* [Problem details] Reproduce the material below verbatim, from the line containing "For each <instance>, output" through the line containing "positive clicks: (473, 121) (458, 130)", with both of those lines included.

* [Provided information]
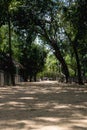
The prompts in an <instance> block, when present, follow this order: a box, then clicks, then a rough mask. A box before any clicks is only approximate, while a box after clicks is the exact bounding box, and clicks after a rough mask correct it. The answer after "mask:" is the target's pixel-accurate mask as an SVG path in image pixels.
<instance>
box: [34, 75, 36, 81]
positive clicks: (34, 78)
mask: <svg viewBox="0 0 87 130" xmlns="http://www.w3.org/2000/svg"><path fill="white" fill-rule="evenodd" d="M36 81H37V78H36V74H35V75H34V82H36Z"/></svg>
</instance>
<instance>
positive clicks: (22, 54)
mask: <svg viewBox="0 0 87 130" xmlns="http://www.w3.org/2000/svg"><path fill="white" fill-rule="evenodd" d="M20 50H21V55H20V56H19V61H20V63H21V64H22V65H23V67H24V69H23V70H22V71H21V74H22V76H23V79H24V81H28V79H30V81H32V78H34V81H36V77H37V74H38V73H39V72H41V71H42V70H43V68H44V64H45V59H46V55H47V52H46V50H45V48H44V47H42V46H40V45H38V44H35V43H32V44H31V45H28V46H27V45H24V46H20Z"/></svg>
--
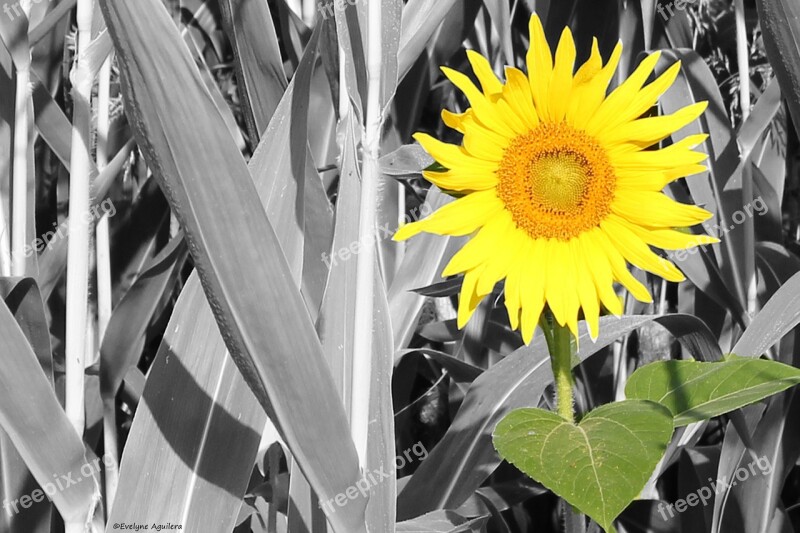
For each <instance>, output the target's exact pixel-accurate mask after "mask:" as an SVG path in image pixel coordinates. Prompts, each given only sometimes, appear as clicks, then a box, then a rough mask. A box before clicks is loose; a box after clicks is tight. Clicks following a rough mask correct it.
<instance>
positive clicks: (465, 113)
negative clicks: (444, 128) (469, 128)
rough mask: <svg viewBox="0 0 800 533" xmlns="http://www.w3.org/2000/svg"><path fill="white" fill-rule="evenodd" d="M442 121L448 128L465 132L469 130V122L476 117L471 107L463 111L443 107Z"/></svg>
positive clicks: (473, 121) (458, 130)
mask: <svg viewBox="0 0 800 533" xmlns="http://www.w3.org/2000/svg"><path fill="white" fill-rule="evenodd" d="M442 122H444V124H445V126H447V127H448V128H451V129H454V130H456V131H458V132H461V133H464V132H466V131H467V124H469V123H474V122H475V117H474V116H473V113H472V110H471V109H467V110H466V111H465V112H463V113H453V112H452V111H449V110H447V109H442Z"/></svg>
---
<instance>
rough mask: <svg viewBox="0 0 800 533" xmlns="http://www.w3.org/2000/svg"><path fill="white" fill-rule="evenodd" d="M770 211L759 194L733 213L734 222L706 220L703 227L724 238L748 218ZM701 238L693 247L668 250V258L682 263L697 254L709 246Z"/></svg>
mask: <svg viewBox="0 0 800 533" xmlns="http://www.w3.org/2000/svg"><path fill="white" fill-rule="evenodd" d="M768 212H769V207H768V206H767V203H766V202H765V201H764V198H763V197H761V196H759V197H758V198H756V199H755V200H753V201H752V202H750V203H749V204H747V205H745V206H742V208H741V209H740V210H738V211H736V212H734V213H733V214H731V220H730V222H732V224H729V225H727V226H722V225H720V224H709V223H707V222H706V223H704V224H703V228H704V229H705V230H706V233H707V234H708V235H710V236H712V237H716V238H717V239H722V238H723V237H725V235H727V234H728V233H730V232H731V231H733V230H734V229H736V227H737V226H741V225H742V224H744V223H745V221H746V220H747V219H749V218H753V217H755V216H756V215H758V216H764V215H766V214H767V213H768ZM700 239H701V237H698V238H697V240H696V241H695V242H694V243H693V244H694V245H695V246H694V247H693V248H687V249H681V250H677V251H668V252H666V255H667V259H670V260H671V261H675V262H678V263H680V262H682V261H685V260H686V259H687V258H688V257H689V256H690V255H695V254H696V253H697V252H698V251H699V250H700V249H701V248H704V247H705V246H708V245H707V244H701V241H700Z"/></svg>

* [Expected answer]
For each <instance>, output the target's exact pixel-accurate mask after "mask:" as an SVG path in image pixel coordinates. Prompts, each given only sometimes, appear as clicks, then a box, then a rough mask. A box before clicks is loose; a box after clicks is tight. Clicks following a rough mask correct it.
<instance>
positive clicks: (465, 113)
negative clicks: (444, 128) (469, 128)
rough mask: <svg viewBox="0 0 800 533" xmlns="http://www.w3.org/2000/svg"><path fill="white" fill-rule="evenodd" d="M442 121L448 128L465 132L469 130V122L476 117L471 107L463 111L443 107Z"/></svg>
positive clicks: (473, 121) (458, 130)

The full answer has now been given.